----- Records to process -----

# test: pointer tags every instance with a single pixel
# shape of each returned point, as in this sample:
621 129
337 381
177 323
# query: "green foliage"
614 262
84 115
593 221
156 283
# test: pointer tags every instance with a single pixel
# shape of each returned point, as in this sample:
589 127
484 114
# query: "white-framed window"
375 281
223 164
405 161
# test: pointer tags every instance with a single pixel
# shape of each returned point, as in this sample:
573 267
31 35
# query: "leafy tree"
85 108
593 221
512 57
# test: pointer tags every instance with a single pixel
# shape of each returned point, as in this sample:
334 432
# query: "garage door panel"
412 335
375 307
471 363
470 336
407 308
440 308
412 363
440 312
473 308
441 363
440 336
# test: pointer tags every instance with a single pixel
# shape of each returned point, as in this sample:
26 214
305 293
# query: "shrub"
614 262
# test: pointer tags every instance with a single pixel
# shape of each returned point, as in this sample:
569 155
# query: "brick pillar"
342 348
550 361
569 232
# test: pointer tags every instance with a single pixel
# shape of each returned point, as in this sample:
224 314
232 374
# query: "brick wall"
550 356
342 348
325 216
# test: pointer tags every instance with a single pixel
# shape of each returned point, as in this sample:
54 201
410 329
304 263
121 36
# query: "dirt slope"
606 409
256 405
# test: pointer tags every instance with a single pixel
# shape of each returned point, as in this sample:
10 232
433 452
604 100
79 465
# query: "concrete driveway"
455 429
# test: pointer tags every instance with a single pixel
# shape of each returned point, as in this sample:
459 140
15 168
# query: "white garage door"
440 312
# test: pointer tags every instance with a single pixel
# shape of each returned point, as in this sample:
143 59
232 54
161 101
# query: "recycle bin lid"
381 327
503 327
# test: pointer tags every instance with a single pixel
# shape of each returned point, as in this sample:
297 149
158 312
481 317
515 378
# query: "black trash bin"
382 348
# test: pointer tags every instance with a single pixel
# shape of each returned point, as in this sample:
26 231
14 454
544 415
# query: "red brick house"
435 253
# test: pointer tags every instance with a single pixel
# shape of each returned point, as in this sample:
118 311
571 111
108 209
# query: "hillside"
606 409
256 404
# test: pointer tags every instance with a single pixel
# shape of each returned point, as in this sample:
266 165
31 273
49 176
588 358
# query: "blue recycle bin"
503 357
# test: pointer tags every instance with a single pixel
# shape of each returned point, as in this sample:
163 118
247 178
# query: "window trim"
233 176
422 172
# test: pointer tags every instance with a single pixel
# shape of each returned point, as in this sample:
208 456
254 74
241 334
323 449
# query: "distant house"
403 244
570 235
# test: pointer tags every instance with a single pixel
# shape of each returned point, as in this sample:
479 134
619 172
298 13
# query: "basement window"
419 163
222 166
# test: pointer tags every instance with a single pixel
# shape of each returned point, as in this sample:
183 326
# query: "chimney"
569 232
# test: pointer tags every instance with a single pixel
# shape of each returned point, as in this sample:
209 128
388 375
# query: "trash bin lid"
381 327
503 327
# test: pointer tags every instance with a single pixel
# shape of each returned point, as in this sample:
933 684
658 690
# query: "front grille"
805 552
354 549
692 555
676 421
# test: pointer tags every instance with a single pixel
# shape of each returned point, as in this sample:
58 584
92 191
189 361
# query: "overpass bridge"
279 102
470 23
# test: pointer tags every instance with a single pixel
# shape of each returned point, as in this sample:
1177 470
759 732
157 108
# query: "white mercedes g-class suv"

-----

Written task:
Go through the records above and set each one down exactly, please.

Task response:
# test: pointer tags every instance with a single pixel
# shape of each returned point, as in this sample:
621 129
337 381
177 323
# query: "green foliage"
614 262
84 115
593 221
156 283
# test: pointer tags every instance with a single pixel
# shape of each returned point, as in this sample:
589 127
484 114
# query: "white-framed window"
375 281
223 164
405 161
# test: pointer tags every instance with a single pixel
# shape of each returned point, as in this sample:
573 267
31 35
# query: "leafy tree"
85 108
593 221
512 57
# test: pointer tags every instance with a single pixel
# shape of each returned point, as in this sample:
334 432
# query: "garage door panel"
412 335
375 307
471 363
470 336
407 308
440 308
412 363
440 312
473 308
441 363
440 336
# test: pointer tags every instance with a single pixel
# shape of each returned point, as in this sample:
26 214
305 293
# query: "shrub"
614 262
# test: pointer tags every instance with a single pixel
# shape of each returned point, as in this sample:
569 155
# query: "brick pillar"
342 348
550 361
569 232
# test: pointer tags every instance with a single pixel
# shape of each returned point, as in this sample:
224 314
232 374
# query: "brick wall"
550 356
342 348
325 216
# test: pointer tags every instance with a single pixel
# shape of each returned point, as in this sample:
54 201
410 329
304 263
121 36
# query: "dirt slope"
606 409
256 405
# test: pointer tags every instance with a single pixel
# shape of each returned point, as in this sample:
10 232
433 452
604 100
79 465
# query: "concrete driveway"
455 429
# test: pointer tags every instance with a single pixel
# shape of each returned point, as in this sample:
459 140
15 168
# query: "white garage door"
440 312
# test: pointer tags every instance with a single pixel
# shape of each returned point, as in this sample:
143 59
232 54
161 101
# query: "recycle bin lid"
381 327
503 327
# test: pointer tags every instance with a single pixel
# shape of each returned point, as in this sample:
297 149
158 312
481 317
515 378
# query: "black trash bin"
382 348
# test: pointer tags every instance with a single pixel
# shape of each returned point, as in this sample:
26 231
14 454
544 415
# query: "red brick house"
435 253
# test: pointer tags every instance with a single pixel
# shape of each returned point, as in this sample:
118 311
571 111
108 209
# query: "hillside"
606 409
256 404
# test: pointer tags every instance with a single pixel
# shape of each returned point, as in this sample:
266 165
31 273
49 176
588 358
# query: "blue recycle bin"
503 357
# test: pointer tags every instance with a single pixel
# shape of each returned point, as in this sample:
163 118
247 178
# query: "window trim"
233 176
422 172
# test: pointer tags every instance with a single pixel
# shape of each returned point, as in this sample:
208 456
254 74
241 334
323 449
# query: "distant house"
403 244
570 235
# test: pointer tags every instance with a single pixel
# shape of each returned point, as in this sample:
479 134
619 172
298 13
# query: "basement window"
419 163
222 166
# test: pointer tags every instance with a single pixel
# shape of each returned point, as in this sample:
183 326
# query: "chimney"
569 232
# test: pointer tags every instance with a single pixel
# shape of each returned point, as in this sample:
209 128
388 375
# query: "trash bin lid"
381 327
503 327
# test: pointer tags every instance with a single pixel
# shape of each returned point, as in this sample:
933 684
658 690
# query: "front grille"
805 552
354 549
692 555
676 421
# test: pointer tags every instance with a single pixel
# shape of each returned point, as in this sample:
58 584
92 191
189 361
# query: "overpass bridge"
279 102
470 23
# test: pointer tags every instance with a single pixel
# shape of each returned point, as in this sample:
1177 470
759 732
157 108
# query: "white mercedes g-class suv"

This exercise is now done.